What is asked>
1 – Can you extract, word for word, the part of the essay on Shiva's five functions that opens with the words containing "Revelation, Anugraha: As" and closes with "rebirth of beings."?
2 – Could you continue the essay on the five functions of Shiva from the point where it stops?

Selected extract>
━━━

The Panchanana Aspects and Forms of Shiva
Summary: This essay describes the fivefold functions, aspects and forms of Shiva as represented in the Panchanana (pancanana) or Panchamukha Shiva
Shiva occupies a prominent place in Hinduism. He is one of the Trimurthis, or the three highest manifestations of Brahman. As the destroyer, in his function as Time (Kala) or Death, he represents the disintegration and dispersing mode of Tamas. However, in Shaivism, Shiva occupies the highest place and represents purity and auspiciousness (shivam). As Brahman (Mahesvara) himself, and Lord of the Universe (Isvara), he performs five functions.
The five functions of Shiva
The five functions of Shiva as the Supreme Lord of the universe are as stated below.
Creation, Srishti: He creates all the worlds and beings, manifesting himself as the individual souls or pure consciousness in the bodies and in the materiality of all existence.
Preservation, Sthithi: As preserver, Shiva is responsible for the continuation of all the worlds and beings. In the body he is the sustaining power of breath (praneswara) and the digestive power of fire (jatharagni). He is the source of all food and water for gods and beings.
Concealment, Tirobhava: As the concealer, Shiva casts the net of delusion (maya) upon the whole creation and keeps the beings deluded, so that the order and regularity of the worlds are not disrupted. Because of his deluding power (maya-shakti) beings cannot perceive him or realize their own essential nature, which remains suppressed or hidden behind a veil of impurities.
Revelation, Anugraha: As the revealer of truth, source of knowledge, and grace, Shiva is responsible for the liberation of beings. None can achieve liberation without his grace. In Shaivism individual effort and good karma are important, but the grace of Shiva is even more important to achieve liberation, for which the path of knowledge is the prescribed method.
Destruction, Laya or Samhara: At the end of each cycle of creation, Shiva withdraws all worlds and beings into himself and goes into a temporary restful mode. As Death and lord of destruction, he is also responsible for the renewal of life and rebirth of beings.

━━━

Supplied information>
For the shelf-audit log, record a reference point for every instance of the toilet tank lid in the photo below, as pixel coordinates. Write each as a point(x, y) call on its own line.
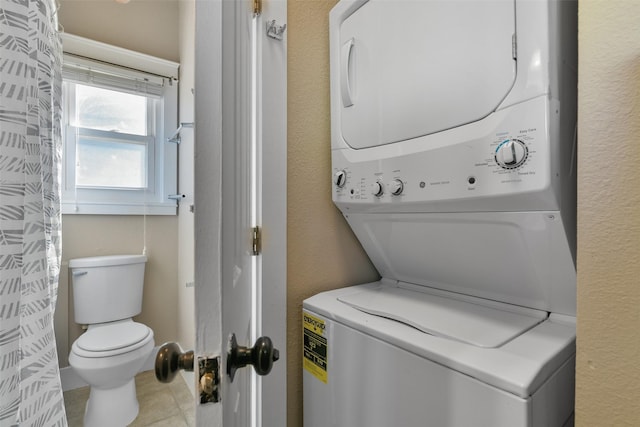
point(113, 336)
point(105, 261)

━━━

Answers by task>
1 –
Revelation, Anugraha: As the revealer of truth, source of knowledge, and grace, Shiva is responsible for the liberation of beings. None can achieve liberation without his grace. In Shaivism individual effort and good karma are important, but the grace of Shiva is even more important to achieve liberation, for which the path of knowledge is the prescribed method.
Destruction, Laya or Samhara: At the end of each cycle of creation, Shiva withdraws all worlds and beings into himself and goes into a temporary restful mode. As Death and lord of destruction, he is also responsible for the renewal of life and rebirth of beings.

2 –
The five functions of Shiva are represented in the panchanana (pancanana) or the fivefold aspect of Shiva. In the iconography, he is depicted as the five faced deity (pancha muka Shiva), each face representing one of his five functions. The fivefold aspect of Shiva also represents the fivefold aspect of creation, the five bodies (kosas) in the human beings, five breaths, five directions, five elements, five senses, five colors, five energies, five divisions of time, and five human races. Significance of the panchanana form of Shiva is explained in the Linga Purana. A reference to it is also found in the Mahabharata. The five aspects of Shiva as represented in the five faced deity are described below.
Ishana, the Lord: He is Brahma, the lord of creation and represents the mind power (chit-shakti), the element earth (or air according to some), the ritual knowledge of the Vedas, and the manifesting power of the mind. Among the senses, he represents the sense of touch and among the organs of the body, hands. In the iconography he represents upward looking face. His color is copper. In individual images, he is depicted along with a She-goat, holding in his hands the Vedas, the elephant hook, a noose, hatchet, skull, drum, rosary, trident, one hand showing the gestures of protection (abhaya) and another that of offering boons (varada).
Tat-Purusha, the Cosmic Being: He is Vishnu, the lord of preservation, cosmic egg (Hiranyagarbha), the enjoyer, nourisher, and the chief priest of the cosmic sacrifice who represents bliss (ananda shakti), the rising sun, liberating knowledge, the material abundance (Sri Siva tattva), and the element of water. Among the sense organs he is the sense of smell, and in the bodily organs, the anus. In the iconography he represents the eastward face and golden color. In individual images he is shown with three eyes and four faces, wearing yellow garments, and standing in the company of Gayathri.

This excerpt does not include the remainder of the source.